What this task involves — Output the data that follows, keeping every line identical.

Extracted information —
#####

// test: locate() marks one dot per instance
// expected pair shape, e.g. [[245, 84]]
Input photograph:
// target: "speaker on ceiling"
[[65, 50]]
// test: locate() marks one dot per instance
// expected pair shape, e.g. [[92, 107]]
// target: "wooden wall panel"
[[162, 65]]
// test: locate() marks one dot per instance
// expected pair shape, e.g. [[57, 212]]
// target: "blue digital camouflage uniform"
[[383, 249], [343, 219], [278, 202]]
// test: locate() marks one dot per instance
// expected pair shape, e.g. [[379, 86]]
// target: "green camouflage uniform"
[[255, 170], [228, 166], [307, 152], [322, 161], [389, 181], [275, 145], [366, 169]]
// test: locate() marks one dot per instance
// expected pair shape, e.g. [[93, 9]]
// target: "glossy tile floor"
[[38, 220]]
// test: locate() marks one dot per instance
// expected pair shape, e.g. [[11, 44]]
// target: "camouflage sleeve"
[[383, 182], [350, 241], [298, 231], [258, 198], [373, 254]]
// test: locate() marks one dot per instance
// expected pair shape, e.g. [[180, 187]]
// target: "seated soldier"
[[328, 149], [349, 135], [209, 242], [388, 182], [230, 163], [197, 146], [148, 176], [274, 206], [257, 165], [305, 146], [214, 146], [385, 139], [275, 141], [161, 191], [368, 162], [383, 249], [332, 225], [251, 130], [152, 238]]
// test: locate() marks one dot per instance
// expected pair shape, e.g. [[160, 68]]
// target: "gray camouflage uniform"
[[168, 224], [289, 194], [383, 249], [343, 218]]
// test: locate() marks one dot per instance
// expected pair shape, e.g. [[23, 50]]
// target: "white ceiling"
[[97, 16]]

#####

Solution —
// test: locate() marks one dot per instance
// expected pair shape, e.g. [[245, 84]]
Input photograph:
// target: "speaker on ceiling"
[[65, 50]]
// test: locate() marks one dot per instance
// expected pair shape, e.g. [[92, 107]]
// target: "wooden wall panel"
[[162, 65]]
// test: locate() marks one dot per instance
// expected pair shape, e.g. [[57, 212]]
// target: "blue digital camouflage uniform"
[[383, 249], [343, 219], [278, 202]]
// test: locate() marks one dot per instance
// expected pair shape, e.g. [[379, 86]]
// target: "green camouflage uniform"
[[255, 170], [228, 166], [307, 152], [322, 161], [389, 181], [275, 145], [366, 169]]
// test: locate() marks one dot per instance
// expected pair shape, e.g. [[93, 9]]
// target: "glossy tile floor"
[[38, 220]]
// test: locate() marks one dot per instance
// expected pair shape, e.g. [[11, 44]]
// target: "camouflage sleeve"
[[383, 182], [350, 241], [298, 231], [258, 198], [373, 254]]
// test: locate() marks one dot per instance
// expected pair shape, e.g. [[180, 187]]
// target: "seated soldier"
[[328, 149], [349, 135], [209, 242], [388, 182], [230, 163], [197, 146], [148, 176], [274, 206], [257, 165], [305, 146], [214, 146], [385, 139], [275, 141], [161, 191], [368, 162], [383, 249], [332, 225], [251, 130], [152, 238]]
// test: locate() marks one dot per instance
// expected pair shape, e.g. [[160, 68]]
// target: "gray camouflage uniform"
[[168, 224], [289, 194], [383, 249], [343, 218]]
// test: locate() marks one dot per instance
// expected pair shape, e.g. [[23, 50]]
// target: "white ceiling"
[[97, 16]]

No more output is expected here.